» **Passage shown**
• • • • • • •

How Trino queries Iceberg tables

Understanding what happens between SELECT and the first byte of results is essential for optimization. Trino's Iceberg connector follows a multi-stage process to translate SQL into efficient object storage reads.

Metadata resolution

When a query references an Iceberg table, Trino contacts the Iceberg catalog (Hive Metastore, AWS Glue, Nessie, or Iceberg REST) to locate the current metadata pointer. It reads the latest metadata.json file, which references the current snapshot. From the snapshot, Trino walks the manifest list to identify which manifest files describe the table's data files. Each manifest contains per-file metadata: file path, partition values, column-level min/max statistics, row counts, and file size.

This metadata walk is the foundation of Iceberg's query planning advantage over Hive-style tables. Instead of listing directories in object storage (which is slow and eventually consistent on S3), Trino reads a structured metadata tree that tells it exactly which files could contain matching rows.

Scan planning and predicate pushdown

Once Trino has the manifest entries, the coordinator evaluates query predicates against the metadata to eliminate files before any data is read. This happens in three layers:

1.Partition pruning — if the table is partitioned and the query filters on a partition column, Trino eliminates entire partitions by comparing the predicate against partition values in the manifest. A query filtering WHERE event_date = '2026-05-01' on a day-partitioned table skips every partition except that date.
2.Min/max file pruning — for each surviving partition, Trino checks per-file column statistics. If a file's max value for user_id is 500 and the query filters WHERE user_id > 1000, that file is skipped entirely. This works on any column with statistics, not just partition columns.
3.Row group skipping — within individual Parquet files, Trino uses row group (page) statistics to skip blocks of rows that cannot match the predicate. This is the finest-grained pruning level and depends on data being physically sorted so that value ranges within row groups are tight.

• • • • • • •

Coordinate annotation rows
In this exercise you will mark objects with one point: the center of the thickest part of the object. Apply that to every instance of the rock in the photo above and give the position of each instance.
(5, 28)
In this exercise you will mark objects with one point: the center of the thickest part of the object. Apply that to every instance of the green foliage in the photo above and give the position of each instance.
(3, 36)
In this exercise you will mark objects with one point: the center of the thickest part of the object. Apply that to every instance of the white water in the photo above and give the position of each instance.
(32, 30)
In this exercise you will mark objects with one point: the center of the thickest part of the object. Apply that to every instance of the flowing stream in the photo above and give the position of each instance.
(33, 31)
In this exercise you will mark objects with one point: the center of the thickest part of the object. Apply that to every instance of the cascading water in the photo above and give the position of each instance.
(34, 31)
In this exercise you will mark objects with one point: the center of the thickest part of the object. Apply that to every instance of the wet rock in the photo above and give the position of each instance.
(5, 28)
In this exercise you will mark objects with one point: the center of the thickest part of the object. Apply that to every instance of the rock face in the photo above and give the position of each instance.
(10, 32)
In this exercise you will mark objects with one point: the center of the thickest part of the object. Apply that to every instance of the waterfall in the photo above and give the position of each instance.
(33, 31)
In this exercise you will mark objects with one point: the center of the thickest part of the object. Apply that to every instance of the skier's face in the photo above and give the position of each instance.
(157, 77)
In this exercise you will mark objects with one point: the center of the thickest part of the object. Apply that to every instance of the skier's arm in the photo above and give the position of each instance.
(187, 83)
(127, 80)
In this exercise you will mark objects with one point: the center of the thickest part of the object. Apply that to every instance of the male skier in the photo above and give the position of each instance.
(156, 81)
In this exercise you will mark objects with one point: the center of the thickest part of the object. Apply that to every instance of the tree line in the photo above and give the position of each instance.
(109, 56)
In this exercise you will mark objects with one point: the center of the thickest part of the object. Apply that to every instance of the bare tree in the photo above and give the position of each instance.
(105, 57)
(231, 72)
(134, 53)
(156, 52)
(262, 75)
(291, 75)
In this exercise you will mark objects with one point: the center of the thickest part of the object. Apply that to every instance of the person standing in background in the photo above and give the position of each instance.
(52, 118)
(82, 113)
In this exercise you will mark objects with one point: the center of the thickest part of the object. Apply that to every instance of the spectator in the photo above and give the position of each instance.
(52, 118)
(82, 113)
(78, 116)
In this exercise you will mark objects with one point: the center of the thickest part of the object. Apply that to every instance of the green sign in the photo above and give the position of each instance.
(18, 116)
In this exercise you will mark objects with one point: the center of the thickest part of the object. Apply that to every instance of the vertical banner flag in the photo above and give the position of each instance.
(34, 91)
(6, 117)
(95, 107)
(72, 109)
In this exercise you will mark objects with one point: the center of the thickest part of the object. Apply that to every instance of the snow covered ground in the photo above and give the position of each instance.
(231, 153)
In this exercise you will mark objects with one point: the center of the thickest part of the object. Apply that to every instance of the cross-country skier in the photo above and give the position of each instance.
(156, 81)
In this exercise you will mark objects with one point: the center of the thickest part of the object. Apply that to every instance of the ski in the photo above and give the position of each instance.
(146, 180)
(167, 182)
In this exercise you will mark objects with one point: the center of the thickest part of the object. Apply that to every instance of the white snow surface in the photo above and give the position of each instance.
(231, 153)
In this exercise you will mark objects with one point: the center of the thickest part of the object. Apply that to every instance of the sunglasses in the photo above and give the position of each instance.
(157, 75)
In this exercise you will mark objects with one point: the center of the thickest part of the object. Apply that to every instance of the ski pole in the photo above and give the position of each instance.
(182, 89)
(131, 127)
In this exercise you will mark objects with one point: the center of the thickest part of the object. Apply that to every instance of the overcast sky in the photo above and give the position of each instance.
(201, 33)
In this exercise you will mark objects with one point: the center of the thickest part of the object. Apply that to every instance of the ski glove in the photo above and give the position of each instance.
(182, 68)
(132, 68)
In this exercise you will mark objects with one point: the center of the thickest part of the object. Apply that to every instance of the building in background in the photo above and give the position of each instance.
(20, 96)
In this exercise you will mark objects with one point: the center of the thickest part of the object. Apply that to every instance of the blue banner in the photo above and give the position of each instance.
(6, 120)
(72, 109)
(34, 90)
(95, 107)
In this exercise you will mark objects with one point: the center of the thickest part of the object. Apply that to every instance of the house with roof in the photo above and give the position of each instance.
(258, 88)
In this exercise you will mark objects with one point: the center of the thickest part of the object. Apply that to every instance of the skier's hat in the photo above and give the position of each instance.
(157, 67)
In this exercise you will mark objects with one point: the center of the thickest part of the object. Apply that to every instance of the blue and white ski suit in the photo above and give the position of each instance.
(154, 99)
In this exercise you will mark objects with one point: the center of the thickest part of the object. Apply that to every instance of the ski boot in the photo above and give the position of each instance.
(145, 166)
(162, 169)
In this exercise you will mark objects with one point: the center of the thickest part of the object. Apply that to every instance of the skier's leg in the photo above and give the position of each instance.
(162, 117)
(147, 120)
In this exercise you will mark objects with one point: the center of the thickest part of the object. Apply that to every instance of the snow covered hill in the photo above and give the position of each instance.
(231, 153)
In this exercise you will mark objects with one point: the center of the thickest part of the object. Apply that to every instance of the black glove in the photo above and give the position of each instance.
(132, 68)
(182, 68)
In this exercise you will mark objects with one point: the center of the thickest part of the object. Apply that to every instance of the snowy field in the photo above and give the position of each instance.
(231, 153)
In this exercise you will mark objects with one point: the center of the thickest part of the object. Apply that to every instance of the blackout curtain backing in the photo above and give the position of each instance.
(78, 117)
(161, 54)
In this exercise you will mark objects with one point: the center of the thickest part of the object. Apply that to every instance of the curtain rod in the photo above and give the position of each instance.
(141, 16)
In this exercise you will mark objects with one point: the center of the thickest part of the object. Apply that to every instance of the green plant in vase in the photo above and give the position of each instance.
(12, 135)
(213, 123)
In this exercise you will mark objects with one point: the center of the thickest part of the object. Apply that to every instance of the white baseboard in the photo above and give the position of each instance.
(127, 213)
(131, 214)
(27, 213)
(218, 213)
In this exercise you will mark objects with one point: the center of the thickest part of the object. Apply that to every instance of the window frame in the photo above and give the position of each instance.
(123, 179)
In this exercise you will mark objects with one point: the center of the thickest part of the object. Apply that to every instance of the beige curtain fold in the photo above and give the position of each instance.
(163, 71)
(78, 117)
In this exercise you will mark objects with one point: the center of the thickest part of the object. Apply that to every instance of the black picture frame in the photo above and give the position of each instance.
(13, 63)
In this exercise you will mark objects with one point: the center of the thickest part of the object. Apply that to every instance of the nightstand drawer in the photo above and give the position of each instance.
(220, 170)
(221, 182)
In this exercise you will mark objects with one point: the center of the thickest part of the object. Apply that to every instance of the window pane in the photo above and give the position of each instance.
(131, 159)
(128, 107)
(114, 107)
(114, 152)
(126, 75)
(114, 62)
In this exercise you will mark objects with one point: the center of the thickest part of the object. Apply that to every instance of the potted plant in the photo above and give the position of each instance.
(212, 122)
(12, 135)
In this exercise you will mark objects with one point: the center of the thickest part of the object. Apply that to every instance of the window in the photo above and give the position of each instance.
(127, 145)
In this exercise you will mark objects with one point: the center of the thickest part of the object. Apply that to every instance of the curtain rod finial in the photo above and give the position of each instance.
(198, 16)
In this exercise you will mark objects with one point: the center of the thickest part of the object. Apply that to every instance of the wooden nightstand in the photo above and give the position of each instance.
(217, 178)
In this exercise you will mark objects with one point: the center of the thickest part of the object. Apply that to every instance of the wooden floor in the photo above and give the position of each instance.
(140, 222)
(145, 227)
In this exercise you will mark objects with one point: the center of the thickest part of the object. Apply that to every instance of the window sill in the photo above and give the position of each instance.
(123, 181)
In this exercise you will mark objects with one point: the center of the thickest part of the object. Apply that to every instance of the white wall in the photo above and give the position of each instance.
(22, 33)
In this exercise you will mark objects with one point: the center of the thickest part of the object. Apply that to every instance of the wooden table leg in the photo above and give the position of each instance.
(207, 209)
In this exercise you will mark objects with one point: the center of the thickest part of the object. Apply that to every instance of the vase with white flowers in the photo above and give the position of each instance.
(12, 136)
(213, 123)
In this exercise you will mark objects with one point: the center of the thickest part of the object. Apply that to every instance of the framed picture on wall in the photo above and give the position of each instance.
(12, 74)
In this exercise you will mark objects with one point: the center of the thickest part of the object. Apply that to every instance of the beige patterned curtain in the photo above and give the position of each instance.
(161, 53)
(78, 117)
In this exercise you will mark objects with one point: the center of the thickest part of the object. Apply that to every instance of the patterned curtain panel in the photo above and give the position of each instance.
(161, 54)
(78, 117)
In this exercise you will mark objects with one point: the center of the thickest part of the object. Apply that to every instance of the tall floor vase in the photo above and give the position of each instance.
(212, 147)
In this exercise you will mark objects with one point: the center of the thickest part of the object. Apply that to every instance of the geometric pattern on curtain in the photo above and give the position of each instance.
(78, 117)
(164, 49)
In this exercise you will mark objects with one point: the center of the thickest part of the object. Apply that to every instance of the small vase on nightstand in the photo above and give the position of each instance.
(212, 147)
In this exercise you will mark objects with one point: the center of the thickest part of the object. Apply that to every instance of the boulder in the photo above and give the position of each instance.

• • • • • • •

» **Written task 1**
List every kind of per-file metadata that the passage on how Trino queries Iceberg tables says each manifest contains.
» **Written task 2**
Continue the passage on how Trino queries Iceberg tables, beginning right after its description of row group skipping.

» **Expected answer 1**
- File path
- Partition values
- Column-level min/max statistics
- Row counts
- File size

» **Expected answer 2**
The effectiveness of these layers compounds. Partition pruning might eliminate 95% of files. Min/max pruning removes another 80% of what remains. Row group skipping reduces the bytes read within each surviving file. The combined effect can be orders of magnitude less I/O than a full scan — but only if the table's physical layout cooperates. Dedicated control planes like LakeOps can optimize this layout automatically based on real query patterns — we'll cover how later in this guide.

Query performance tuning

Trino's Iceberg connector exposes several mechanisms for reducing scan volume and query latency. Most of them depend on metadata quality and file layout rather than Trino configuration alone.

Partition pruning

Partition pruning is the highest-impact optimization. When a query filters on a partition column, Trino can skip entire sets of files without reading any data. Iceberg supports hidden partitioning transforms — day(ts), month(ts), bucket(id, 16), truncate(region, 3) — which means partitioning does not require users to add synthetic columns to their data.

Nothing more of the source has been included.